--- Trecho do documento ---
......

Foi-me solicitado fazer um balanço do processo do FSM, depois de doze anos de existência. Não posso apresentar uma lista do que ocorreu nesse tempo, o que seria inclusive fastidioso. Nem tampouco analisar em poucas páginas os altos e baixos do processo, com a realização – agora a cada dois anos – de eventos mundiais maiores e menores, Fóruns Sociais continentais, nacionais e até locais que se mantém vivos ou desapareceram, Fóruns Temáticos que se multiplicam pelo mundo afora; ou falar das articulações e redes, assim como novas campanhas, que nasceram nesses encontros, na luta pela construção do “outro mundo possível”. Darei somente alguns elementos que talvez permitam sentir a dinâmica do processo, apresentando o que aconteceu no FSM 2013, em Tunis.
O mínimo que se pode dizer desse FSM é o que disse um dos seus veteranos, o cientista político norte-americano Immanuel Walerstein, em seu “Comentário” n. 350 i: O Fórum Social Mundial está vivo e está bem.

......

--- Exercícios ---
#1 No trecho sobre o Fórum Social Mundial, reescreva tudo desde "O mínimo que" até "e está bem.", trocando "vivo" por "ativo".
#2 Segundo o trecho sobre o Fórum Social Mundial, em que cidade se realizou o FSM 2013?
Não é preciso consultar os registros.

......

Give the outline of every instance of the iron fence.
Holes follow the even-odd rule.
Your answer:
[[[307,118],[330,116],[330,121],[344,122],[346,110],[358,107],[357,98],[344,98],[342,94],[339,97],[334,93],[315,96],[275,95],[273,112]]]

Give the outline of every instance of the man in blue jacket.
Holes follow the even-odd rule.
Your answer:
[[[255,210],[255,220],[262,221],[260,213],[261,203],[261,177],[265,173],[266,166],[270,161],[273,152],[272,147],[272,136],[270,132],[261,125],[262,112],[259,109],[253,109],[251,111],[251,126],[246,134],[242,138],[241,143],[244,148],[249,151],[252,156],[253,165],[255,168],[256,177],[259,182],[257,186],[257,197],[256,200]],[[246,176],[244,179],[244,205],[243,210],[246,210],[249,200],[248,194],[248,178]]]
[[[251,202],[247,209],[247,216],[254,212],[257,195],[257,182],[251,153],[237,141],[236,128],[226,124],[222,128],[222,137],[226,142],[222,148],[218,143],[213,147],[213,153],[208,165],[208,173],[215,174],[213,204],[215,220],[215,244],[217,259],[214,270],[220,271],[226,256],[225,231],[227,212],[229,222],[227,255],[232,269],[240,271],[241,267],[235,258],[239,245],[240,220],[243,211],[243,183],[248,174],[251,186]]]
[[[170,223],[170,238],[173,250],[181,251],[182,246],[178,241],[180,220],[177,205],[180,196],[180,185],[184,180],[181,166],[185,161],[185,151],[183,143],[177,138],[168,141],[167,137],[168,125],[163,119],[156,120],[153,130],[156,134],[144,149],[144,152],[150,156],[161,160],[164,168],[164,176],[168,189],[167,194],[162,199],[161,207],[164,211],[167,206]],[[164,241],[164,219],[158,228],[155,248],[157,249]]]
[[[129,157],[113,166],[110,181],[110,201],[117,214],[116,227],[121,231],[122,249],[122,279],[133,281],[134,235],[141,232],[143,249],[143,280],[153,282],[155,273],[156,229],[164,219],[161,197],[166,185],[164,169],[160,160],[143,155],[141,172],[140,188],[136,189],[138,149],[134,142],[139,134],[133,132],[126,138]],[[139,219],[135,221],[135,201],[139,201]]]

......

--- Respostas completas ---
#1
O mínimo que se pode dizer desse FSM é o que disse um dos seus veteranos, o cientista político norte-americano Immanuel Walerstein, em seu “Comentário” n. 350 i: O Fórum Social Mundial está ativo e está bem.

#2 Em Tunis.